--- FRAGMENTO PROPORCIONADO ---
Las motivaciones de Calderón mostraron pronto su carácter político y su falta de sustento en una evaluación técnica de los efectos que la movilización militar podría tener. Debido a su llegada a la Presidencia en medio de fuertes protestas por el supuesto fraude electoral que le había concedido un apretado triunfo, el nuevo Presidente creyó necesitar un golpe de fuerza y estaba ansioso por mostrar resultados en el combate a la inseguridad, que aparecía como la principal preocupación de su electorado. También buscaba congraciarse con el gobierno republicano de George W. Bush en Estados Unidos, para lograr un fuerte apoyo económico que contribuyera a su legitimación.
---
▶ [COMPLETA LO SIGUIENTE]:
1. Según el texto sobre las motivaciones de Calderón, ¿con qué gobierno buscaba congraciarse el nuevo Presidente?
2. Explica, según el texto sobre las motivaciones de Calderón, por qué el nuevo Presidente creyó necesitar un golpe de fuerza.
3. Continúa el texto sobre las motivaciones de Calderón a partir de su última oración.
--- MATERIAL PROPORCIONADO ---
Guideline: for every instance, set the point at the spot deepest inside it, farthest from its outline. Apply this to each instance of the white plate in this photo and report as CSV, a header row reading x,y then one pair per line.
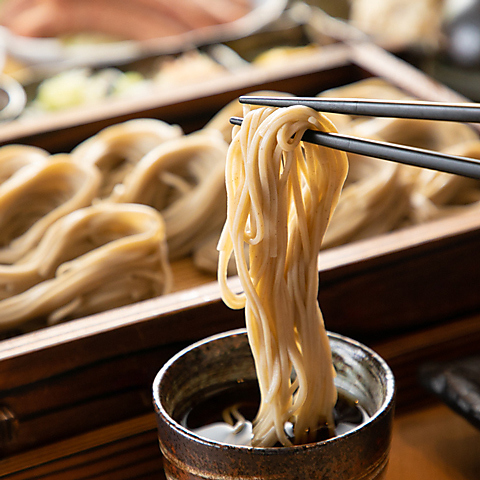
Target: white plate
x,y
52,52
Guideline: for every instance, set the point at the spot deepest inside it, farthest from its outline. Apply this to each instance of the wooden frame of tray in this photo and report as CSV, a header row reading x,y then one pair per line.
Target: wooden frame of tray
x,y
91,373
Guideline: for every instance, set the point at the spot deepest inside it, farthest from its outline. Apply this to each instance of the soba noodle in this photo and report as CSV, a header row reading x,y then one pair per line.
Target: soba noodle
x,y
281,196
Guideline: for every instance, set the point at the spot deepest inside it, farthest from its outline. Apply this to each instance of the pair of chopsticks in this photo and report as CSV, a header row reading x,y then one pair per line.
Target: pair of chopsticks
x,y
456,112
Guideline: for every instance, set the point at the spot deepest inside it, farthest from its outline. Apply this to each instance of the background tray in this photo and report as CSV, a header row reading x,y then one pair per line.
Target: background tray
x,y
411,294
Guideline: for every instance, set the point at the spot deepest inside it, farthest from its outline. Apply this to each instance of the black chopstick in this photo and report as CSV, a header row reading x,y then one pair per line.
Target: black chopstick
x,y
455,112
468,167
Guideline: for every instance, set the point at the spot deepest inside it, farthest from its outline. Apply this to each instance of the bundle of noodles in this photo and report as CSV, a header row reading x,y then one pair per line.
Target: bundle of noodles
x,y
400,23
37,195
425,186
14,157
281,196
184,180
93,259
116,150
374,201
438,194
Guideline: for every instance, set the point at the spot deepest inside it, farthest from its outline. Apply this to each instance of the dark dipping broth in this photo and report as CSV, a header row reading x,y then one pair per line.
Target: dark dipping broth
x,y
205,413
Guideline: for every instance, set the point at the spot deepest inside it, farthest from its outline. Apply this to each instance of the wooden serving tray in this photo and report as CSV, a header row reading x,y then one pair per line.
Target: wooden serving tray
x,y
412,294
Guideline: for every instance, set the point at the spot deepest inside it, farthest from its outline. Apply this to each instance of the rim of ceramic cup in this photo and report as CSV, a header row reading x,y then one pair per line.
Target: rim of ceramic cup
x,y
160,410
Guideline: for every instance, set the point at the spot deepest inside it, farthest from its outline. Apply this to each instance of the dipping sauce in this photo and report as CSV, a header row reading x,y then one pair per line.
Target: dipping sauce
x,y
226,416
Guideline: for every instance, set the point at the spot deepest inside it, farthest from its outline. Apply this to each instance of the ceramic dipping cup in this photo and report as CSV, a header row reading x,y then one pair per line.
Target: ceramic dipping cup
x,y
223,363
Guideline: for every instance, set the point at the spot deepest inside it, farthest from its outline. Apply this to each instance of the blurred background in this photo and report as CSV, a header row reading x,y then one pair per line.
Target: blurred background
x,y
59,54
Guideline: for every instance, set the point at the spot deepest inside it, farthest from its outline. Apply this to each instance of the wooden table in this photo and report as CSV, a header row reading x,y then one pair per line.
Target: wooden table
x,y
434,444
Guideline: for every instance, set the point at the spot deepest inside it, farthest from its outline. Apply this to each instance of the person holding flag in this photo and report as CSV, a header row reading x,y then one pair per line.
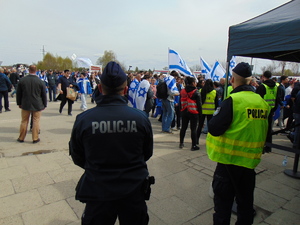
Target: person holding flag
x,y
168,103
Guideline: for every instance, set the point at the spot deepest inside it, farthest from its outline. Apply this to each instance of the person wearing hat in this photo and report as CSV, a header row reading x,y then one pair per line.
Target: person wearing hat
x,y
269,91
112,143
52,80
237,134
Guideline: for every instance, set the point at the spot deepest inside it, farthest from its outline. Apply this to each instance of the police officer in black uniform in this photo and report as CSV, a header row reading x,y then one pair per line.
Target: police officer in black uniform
x,y
112,143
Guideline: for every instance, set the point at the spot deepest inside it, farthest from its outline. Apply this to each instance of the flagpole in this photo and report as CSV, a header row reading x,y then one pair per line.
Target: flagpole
x,y
226,80
168,60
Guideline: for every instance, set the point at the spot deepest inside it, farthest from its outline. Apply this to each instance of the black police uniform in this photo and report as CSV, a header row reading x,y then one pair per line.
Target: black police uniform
x,y
112,142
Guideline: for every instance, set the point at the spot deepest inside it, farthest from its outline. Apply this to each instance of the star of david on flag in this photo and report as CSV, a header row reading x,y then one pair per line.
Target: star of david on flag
x,y
217,72
232,64
177,63
205,68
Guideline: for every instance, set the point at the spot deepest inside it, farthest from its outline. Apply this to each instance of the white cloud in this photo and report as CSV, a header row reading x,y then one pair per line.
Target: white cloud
x,y
139,32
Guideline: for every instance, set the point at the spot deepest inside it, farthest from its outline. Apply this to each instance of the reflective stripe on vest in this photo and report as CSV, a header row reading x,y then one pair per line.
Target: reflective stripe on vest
x,y
270,96
208,107
187,102
243,141
229,89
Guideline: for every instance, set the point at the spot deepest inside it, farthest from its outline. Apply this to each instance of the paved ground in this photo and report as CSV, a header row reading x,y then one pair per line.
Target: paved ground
x,y
37,181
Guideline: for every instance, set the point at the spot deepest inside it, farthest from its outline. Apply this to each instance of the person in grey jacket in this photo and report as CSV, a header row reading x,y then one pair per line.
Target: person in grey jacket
x,y
5,86
32,99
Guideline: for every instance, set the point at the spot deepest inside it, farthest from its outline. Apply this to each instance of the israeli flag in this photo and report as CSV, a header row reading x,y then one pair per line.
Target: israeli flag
x,y
134,85
171,84
177,63
141,94
84,62
217,72
232,64
205,68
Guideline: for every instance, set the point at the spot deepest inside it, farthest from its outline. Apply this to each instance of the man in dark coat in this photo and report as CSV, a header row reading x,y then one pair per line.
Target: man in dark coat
x,y
112,143
14,78
5,85
32,99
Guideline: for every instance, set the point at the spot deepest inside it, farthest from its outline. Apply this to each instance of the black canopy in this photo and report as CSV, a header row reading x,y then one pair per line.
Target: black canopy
x,y
273,35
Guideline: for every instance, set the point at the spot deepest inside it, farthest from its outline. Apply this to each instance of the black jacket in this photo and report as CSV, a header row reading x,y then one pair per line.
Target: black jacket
x,y
14,78
196,96
31,93
112,142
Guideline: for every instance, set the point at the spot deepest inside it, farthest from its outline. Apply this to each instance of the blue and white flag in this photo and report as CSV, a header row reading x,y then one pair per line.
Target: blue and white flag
x,y
171,84
134,85
177,63
141,94
205,68
217,72
84,62
232,64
---
▶ [RESPUESTAS]:
1. Con el gobierno republicano de George W. Bush en Estados Unidos.

2. Calderón llegó a la Presidencia en medio de fuertes protestas por el supuesto fraude electoral que le había concedido un apretado triunfo. Por eso creyó necesitar un golpe de fuerza y estaba ansioso por mostrar resultados en el combate a la inseguridad, que aparecía como la principal preocupación de su electorado.

3.
La movilización de la milicia en tareas de seguridad se enfrentaba a un serio problema de inconstitucionalidad, parcialmente resuelto por un fallo de la Suprema Corte de Justicia de los tiempos del gobierno de Ernesto Zedillo que había resuelto que el articulo 129 de la Constitución, que prohíbe la participación del ejército y la armada en tiempo de paz, no limitaba su participación en auxilio de fuerzas civiles de seguridad pública, siempre y cuando fuera bajo una solicitud expresa de las autoridades civiles. A partir de entonces, los militares no han dejado de presionar para legalizar una actuación evidentemente violatoria de la Constitución y los gobiernos han hecho malabares jurídicos para justificarlas.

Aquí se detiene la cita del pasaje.